▶ [EXTRACTED TEXT]
· · · ·
In 'Democracy in America', Alexis de Tocqueville wrote:

The characteristics of the American journalist consist in an open and coarse appeal to the passions of his readers; he abandons principles to assail the characters of individuals, to track them into private life and disclose all their weaknesses and vices.

Nothing can be more deplorable than this abuse of the powers of thought. I shall have occasion to point out hereafter the influence of the newspapers upon the taste and the morality of the American people, but my present subject exclusively concerns the political world. It cannot be denied that the political effects of this extreme license of the press tend indirectly to the maintenance of public order. Individuals who already stand high in the esteem of their fellow citizens are afraid to write in the newspapers, and they are thus deprived of the most powerful instrument that they can use to excite the passions of the multitude to their own advantage.

The personal opinions of the editors have no weight in the eyes of the public. What they seek in a newspaper is a knowledge of facts, and it is only by altering or distorting those facts that a journalist can contribute to the support of his own views.

Source

Given the tenacity of the phenomenon at hand, I don't think there's a practical solution to it. If there was, someone would have discovered it in the meantime. On the other hand, America turned out to do pretty well over the last 170 years. So maybe it's not as much of a problem as concerned Americans think today. Maybe there's reason to hope.
· · · ·
▶ [DATA ROWS]
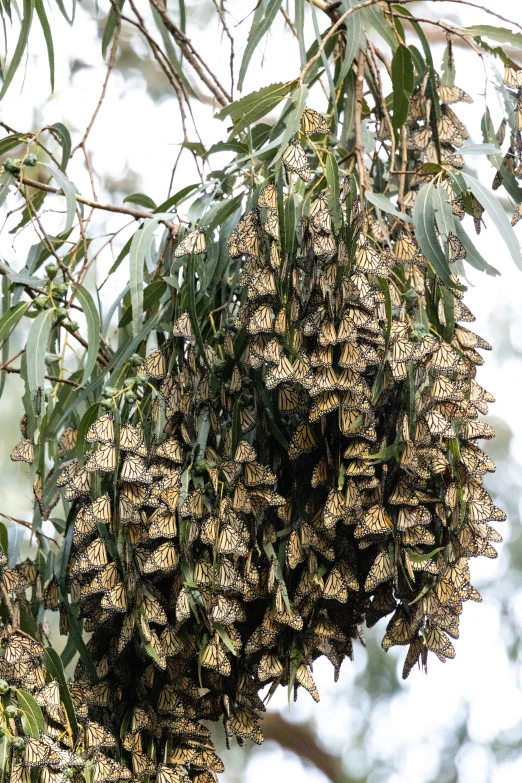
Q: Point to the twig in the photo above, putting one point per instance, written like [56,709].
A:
[54,378]
[110,66]
[29,527]
[210,80]
[222,17]
[333,29]
[359,146]
[139,214]
[468,3]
· · · ·
▶ [AIM OF THE EXERCISE] Reproduce the passage of the text on the American press from "Given the tenacity" up to and including "reason to hope.".

▶ [TASK OUTPUT]
Given the tenacity of the phenomenon at hand, I don't think there's a practical solution to it. If there was, someone would have discovered it in the meantime. On the other hand, America turned out to do pretty well over the last 170 years. So maybe it's not as much of a problem as concerned Americans think today. Maybe there's reason to hope.